▶ [Given problem]: Leave out the images and repeat the listing below without a single change.

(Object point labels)
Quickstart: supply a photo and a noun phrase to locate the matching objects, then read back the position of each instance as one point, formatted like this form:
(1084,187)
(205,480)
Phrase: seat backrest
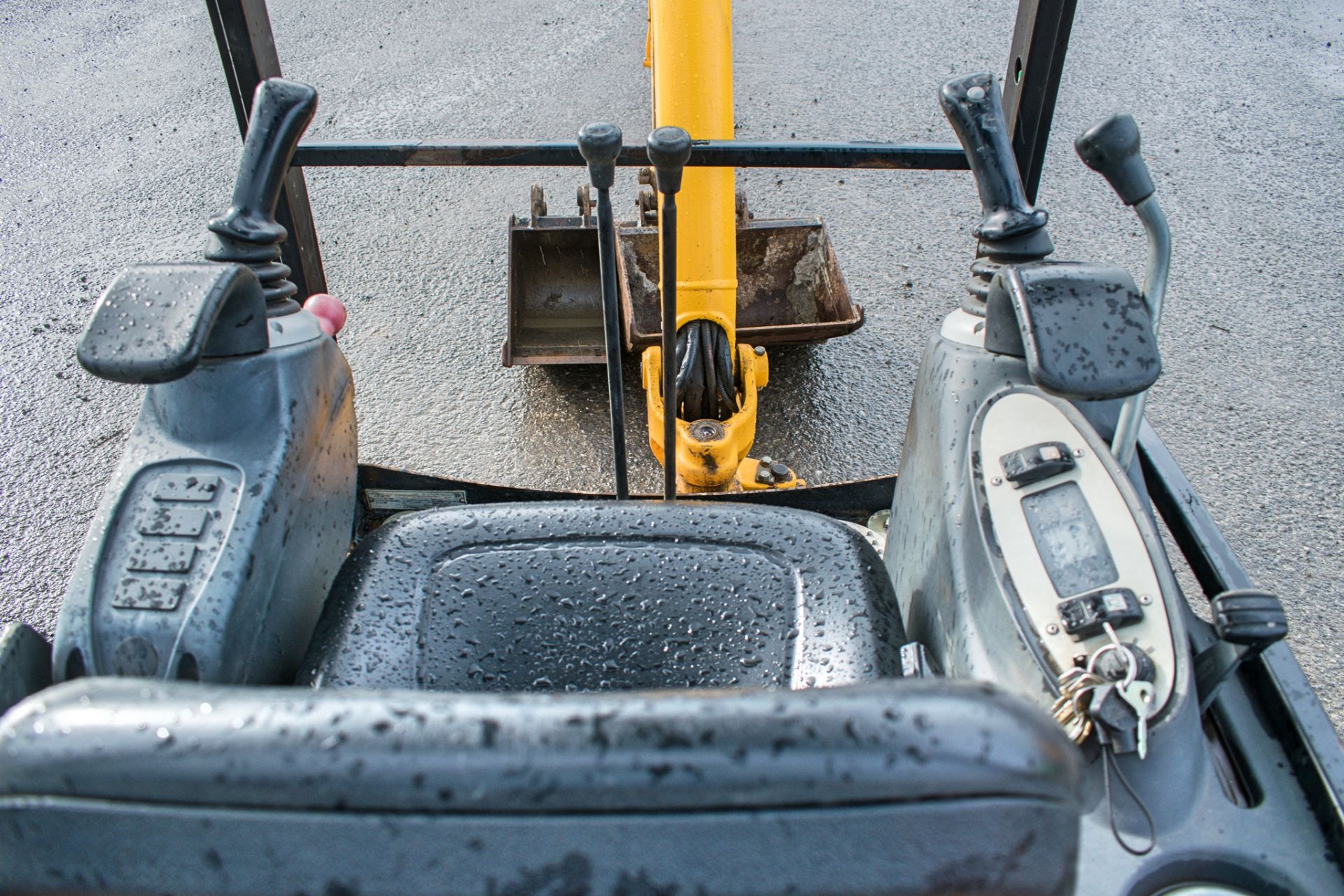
(901,786)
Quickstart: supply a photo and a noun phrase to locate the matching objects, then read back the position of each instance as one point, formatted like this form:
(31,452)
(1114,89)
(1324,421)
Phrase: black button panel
(1037,463)
(169,530)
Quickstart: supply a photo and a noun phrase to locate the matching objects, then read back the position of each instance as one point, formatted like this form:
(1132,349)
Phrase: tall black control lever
(249,232)
(600,144)
(1112,149)
(1011,230)
(670,149)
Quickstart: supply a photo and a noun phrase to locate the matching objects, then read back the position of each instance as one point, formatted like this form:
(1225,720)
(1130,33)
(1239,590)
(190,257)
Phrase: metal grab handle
(600,146)
(1112,149)
(670,148)
(249,232)
(974,109)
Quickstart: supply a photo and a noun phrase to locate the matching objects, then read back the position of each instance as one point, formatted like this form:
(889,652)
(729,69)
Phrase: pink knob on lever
(328,311)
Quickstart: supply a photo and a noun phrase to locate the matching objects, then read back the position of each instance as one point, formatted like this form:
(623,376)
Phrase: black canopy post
(1035,64)
(248,52)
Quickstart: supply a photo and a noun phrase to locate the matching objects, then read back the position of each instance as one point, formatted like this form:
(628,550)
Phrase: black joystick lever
(249,232)
(1011,230)
(600,144)
(670,149)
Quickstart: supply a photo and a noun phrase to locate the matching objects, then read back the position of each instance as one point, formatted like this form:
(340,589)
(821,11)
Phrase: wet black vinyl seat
(608,596)
(895,788)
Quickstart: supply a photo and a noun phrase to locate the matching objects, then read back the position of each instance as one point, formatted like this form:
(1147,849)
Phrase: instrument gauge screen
(1069,539)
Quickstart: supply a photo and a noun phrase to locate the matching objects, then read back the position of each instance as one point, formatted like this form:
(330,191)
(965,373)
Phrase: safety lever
(670,149)
(600,144)
(1112,149)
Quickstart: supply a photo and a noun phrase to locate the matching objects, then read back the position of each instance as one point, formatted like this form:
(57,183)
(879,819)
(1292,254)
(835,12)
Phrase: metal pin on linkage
(600,146)
(670,148)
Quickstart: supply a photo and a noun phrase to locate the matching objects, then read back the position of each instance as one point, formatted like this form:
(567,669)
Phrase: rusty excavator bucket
(790,289)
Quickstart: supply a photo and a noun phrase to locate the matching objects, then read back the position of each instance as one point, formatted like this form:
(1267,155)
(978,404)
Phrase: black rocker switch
(1088,614)
(1037,463)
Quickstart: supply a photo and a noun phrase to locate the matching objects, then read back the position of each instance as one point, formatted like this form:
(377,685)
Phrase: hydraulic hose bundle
(705,382)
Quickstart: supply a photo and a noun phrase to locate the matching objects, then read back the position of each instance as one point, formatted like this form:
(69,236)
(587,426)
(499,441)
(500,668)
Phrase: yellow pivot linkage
(690,50)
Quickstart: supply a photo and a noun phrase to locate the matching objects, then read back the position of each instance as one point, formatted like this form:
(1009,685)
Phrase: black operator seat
(701,755)
(608,597)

▶ [Exercise response]:
Quickstart: supply a photo and a noun phrase to locate the matching objects, then read back the position of each instance as one point, formatted like this form:
(1084,187)
(205,480)
Phrase: seat backrest
(901,786)
Quickstart: supply a photo and a noun phrase to locate the matching objects, then read back the position of each instance as one point, formatted like this form:
(31,452)
(1114,89)
(1324,421)
Phrase: black button panel
(1037,463)
(169,530)
Quickstart: supply a photo and a noun phrase to locate the matching objects, then read back the position of each instance as one point, formatted like this form:
(1132,349)
Phrase: tall black control lever
(249,232)
(600,144)
(1112,149)
(1011,230)
(670,149)
Quickstart: supply a photo and a noun phrase to locate the matching objects, then read back the position of each instance as one point, formatted like this form:
(1225,720)
(1130,33)
(1239,590)
(190,257)
Phrase: metal grab handle
(600,146)
(1112,149)
(670,148)
(249,232)
(974,109)
Quickstart: supply a photo and a noun phrase to locate the matching objects, then read back the position of each instance as one point, formatted like this form:
(889,652)
(729,69)
Phrase: pink knob on lever
(328,311)
Quickstart: supply a photo and a noun phrase to locate the matching objects, then read back the position of each instance as one point, formatted like this form:
(623,376)
Phrase: black canopy post
(1035,64)
(248,52)
Quickstart: supply a photo and a noun phrase to locate the matching objects, then read back the position of each instance as one point, formatted like this form:
(628,550)
Phrase: black joystick lever
(249,232)
(1011,230)
(600,144)
(670,149)
Quickstart: supply a photo and a noun phrase to locate the matching objects, then read back the position of each instance as one point, formatted like this form:
(340,589)
(821,11)
Phrase: wet black vinyl seat
(608,596)
(895,788)
Quickstart: supply a photo and a noun phrase to locate the matching objects, then read back the position of each instance as one point, formatted like this form:
(1147,849)
Phrase: instrument gauge screen
(1069,539)
Quickstart: supply a photo and a noun phrase to locate the matching objects, then read back the position of each instance as one point, formatted like this form:
(330,191)
(965,373)
Phrase: safety lever
(670,149)
(600,144)
(1112,149)
Quickstart: supply a photo and a noun phrase to locate the matching objects, then read back the position of each instance as one point, formatted like this form:
(57,183)
(879,819)
(1292,254)
(835,12)
Phrase: metal pin on linkage
(600,146)
(670,148)
Quickstart: supply a photo and a noun phrase to locate the matching objects, then read back the position of each instance as one point, formatted like this form:
(567,669)
Phrase: rusty excavator bucket
(790,289)
Quickstart: supply a photo and a noun phrase to locate the matching objects, then read back the position of each instance as one point, formatted like this form:
(1267,155)
(978,404)
Phrase: black rocker switch
(1088,614)
(1037,463)
Quickstart: supply a photo and a noun phrase to locate the matching objects, then read back the position of each instance as one point, formatted like this form:
(377,685)
Phrase: hydraulic hose bundle
(705,382)
Quickstart: supply a photo and a noun phrase to locate the matching objects, then read back the position of each instance as one point, formatted like this form:
(69,236)
(587,426)
(499,441)
(500,668)
Phrase: yellow pivot linkage
(690,50)
Quickstart: supply a photo and a noun phrase to locate the matching objects, then read back the position of each instance as one point, formatted like this form:
(1009,685)
Phrase: black operator seat
(701,755)
(608,597)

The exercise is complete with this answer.